— How to complete this task —
Would you repeat each of the lines below exactly?

— Data supplied —
☆ ☆ ☆ ☆ ☆

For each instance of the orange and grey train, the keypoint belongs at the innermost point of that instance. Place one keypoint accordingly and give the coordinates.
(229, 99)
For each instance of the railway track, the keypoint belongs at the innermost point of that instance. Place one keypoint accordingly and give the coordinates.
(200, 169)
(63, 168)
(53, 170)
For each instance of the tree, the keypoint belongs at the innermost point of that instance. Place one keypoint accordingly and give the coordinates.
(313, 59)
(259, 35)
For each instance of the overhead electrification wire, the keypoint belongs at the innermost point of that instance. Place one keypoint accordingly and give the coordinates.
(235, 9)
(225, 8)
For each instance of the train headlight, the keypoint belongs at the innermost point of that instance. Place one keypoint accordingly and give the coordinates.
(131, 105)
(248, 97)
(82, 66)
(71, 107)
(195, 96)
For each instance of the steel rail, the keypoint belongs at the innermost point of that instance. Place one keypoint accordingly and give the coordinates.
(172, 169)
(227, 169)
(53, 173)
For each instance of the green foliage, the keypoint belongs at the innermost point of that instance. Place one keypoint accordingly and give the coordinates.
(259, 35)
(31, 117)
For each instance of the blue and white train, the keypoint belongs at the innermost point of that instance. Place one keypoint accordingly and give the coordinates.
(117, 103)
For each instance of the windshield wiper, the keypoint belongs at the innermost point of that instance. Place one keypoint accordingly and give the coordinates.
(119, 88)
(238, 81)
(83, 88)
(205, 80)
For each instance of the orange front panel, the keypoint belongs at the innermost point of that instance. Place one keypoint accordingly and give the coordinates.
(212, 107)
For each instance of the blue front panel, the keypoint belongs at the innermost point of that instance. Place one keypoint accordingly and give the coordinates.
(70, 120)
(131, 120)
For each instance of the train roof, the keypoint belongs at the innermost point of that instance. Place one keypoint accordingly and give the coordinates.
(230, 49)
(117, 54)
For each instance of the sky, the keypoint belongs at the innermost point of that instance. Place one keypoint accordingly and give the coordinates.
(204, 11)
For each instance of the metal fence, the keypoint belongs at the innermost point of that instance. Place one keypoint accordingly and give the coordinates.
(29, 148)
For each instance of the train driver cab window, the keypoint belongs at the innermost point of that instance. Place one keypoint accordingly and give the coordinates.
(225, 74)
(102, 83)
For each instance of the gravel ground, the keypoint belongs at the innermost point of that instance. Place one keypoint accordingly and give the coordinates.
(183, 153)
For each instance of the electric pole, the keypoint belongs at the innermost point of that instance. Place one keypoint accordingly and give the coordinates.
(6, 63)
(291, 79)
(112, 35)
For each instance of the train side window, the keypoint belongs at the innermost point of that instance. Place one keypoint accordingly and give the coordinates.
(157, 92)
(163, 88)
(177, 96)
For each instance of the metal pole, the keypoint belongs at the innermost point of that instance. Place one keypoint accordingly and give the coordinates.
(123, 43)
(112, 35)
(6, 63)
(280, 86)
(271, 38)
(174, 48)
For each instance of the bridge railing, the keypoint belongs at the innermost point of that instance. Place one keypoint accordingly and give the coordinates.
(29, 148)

☆ ☆ ☆ ☆ ☆

— Task result —
For each instance of the orange and grey train, the keypoint belongs at the innermost point of that instance. Place one keypoint accordingly and give the coordinates.
(229, 99)
For each instance of the railway track, the keypoint belongs at the innermost point of that instance. Place one keypoint accordingly and give the coordinates.
(200, 169)
(63, 168)
(53, 170)
For each instance of the tree, the keypoint belongs at the innermost point of that instance. Place one keypoint accordingly and give the coordinates.
(313, 59)
(259, 35)
For each instance of the overhead electrification wire, the keypoint belongs at the innermost point of that instance. Place one keypoint accordingly and give the coordinates.
(235, 9)
(225, 8)
For each instance of the train headlight, the keypoint belongs at the innermost point of that instance. Place one keypoint accordingly and give the coordinates.
(131, 105)
(248, 97)
(82, 66)
(71, 107)
(195, 96)
For each instance of the steel rail, the keypoint belongs at the innermost point of that instance. Place one keypoint accordingly and give the coordinates.
(172, 169)
(227, 169)
(53, 173)
For each instance of the green foliage, the keypoint belongs at the innermost point of that instance. Place one keypoint accordingly and give the coordinates.
(259, 35)
(31, 117)
For each instance of the blue and white train, the keypoint belongs at the innermost point of that instance. Place one keypoint accordingly and give the coordinates.
(117, 103)
For each instance of the windshield wiper, the keypoint belongs at the innermost point of that instance. Place one keypoint accordingly and give the coordinates.
(119, 88)
(238, 81)
(83, 88)
(205, 80)
For each instance of the orange front panel, the keypoint belongs at the innermost point of that instance. Place one keypoint accordingly and give the coordinates.
(212, 107)
For each instance of the blue front panel, the keypoint belongs at the innermost point of that instance. Place one keypoint accordingly and give the coordinates.
(70, 120)
(131, 120)
For each instance of the train roof, the keypoint belongs at the innermost point of that instance. Place one keypoint accordingly and give the coordinates.
(230, 49)
(117, 54)
For each instance of the sky, the keypoint belongs at the innermost point of that instance. Place one keypoint accordingly and give the coordinates.
(204, 11)
For each instance of the metal fence, the keypoint belongs at the innermost point of that instance. Place one keypoint accordingly and give the coordinates.
(29, 148)
For each instance of the train driver cab window, the keypoint belongs at the innermost point of that instance. Place one keypoint accordingly and give the coordinates.
(225, 74)
(102, 83)
For each instance of the gravel ground, the keypoint belongs at the innermost point of that instance. Place one keypoint accordingly and give the coordinates.
(183, 153)
For each instance of the electric pole, the keypoint belongs at the innermost point of that instance. Place one keypoint accordingly and give the coordinates.
(6, 63)
(291, 79)
(112, 35)
For each instance of the train side window, the keypoint belongs at the innermost point of that instance. Place one keypoint accordingly and give the coordinates.
(157, 92)
(163, 88)
(177, 96)
For each instance of the metal pole, the keypoint belongs at the innermost point of that instance. Place one keypoint accordingly and give the coordinates.
(123, 43)
(112, 35)
(6, 63)
(280, 86)
(271, 38)
(174, 48)
For each instance of the bridge railing, the keypoint belongs at the innermost point of that instance. Place one keypoint accordingly and give the coordinates.
(29, 148)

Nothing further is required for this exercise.